* _Task objective_: Locate each line in the data below that contains the word "grass" and copy those lines out in full. Case counts.

* _Material for the task_:
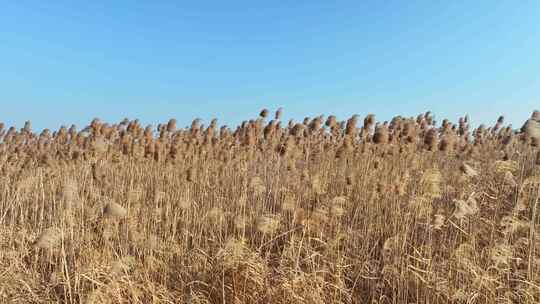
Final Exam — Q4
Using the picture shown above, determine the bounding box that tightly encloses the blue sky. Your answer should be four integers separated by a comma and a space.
0, 0, 540, 130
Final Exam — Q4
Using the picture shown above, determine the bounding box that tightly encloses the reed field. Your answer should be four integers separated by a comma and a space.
0, 110, 540, 304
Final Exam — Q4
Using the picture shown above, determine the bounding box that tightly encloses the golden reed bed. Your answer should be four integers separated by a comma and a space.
0, 110, 540, 303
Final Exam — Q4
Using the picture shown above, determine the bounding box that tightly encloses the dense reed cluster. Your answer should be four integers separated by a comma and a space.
0, 110, 540, 303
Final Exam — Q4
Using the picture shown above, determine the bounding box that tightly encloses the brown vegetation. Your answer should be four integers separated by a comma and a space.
0, 109, 540, 303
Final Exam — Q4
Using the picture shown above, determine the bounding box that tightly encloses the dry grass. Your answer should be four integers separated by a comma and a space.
0, 110, 540, 303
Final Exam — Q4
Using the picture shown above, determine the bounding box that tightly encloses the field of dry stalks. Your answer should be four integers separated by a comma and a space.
0, 110, 540, 304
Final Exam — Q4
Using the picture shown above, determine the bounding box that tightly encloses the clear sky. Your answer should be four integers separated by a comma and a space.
0, 0, 540, 130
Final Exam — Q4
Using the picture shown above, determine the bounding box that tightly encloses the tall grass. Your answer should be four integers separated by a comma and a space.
0, 109, 540, 303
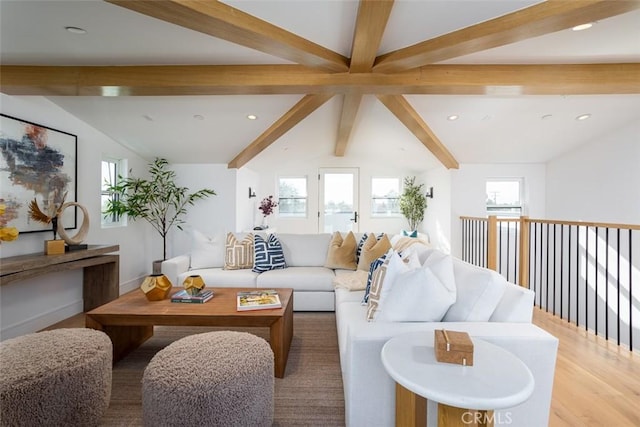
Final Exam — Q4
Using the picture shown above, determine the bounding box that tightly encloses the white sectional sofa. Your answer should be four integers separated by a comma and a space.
162, 233, 340, 311
335, 251, 558, 427
162, 233, 558, 427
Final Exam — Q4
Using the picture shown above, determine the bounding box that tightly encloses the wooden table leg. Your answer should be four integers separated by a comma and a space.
269, 295, 293, 378
396, 383, 427, 427
85, 315, 153, 363
438, 403, 494, 427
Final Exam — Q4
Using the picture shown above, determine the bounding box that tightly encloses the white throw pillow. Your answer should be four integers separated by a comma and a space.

* _Task result_:
Using the picture shown above, determine the bounding box that tightly encloses the dry grass. Your answer should be four integers separated by a comma and a space.
Using the picture shown above, determine the bounding box that tightly encloses the tall grass. Your answer should be four integers separated by a comma and a space.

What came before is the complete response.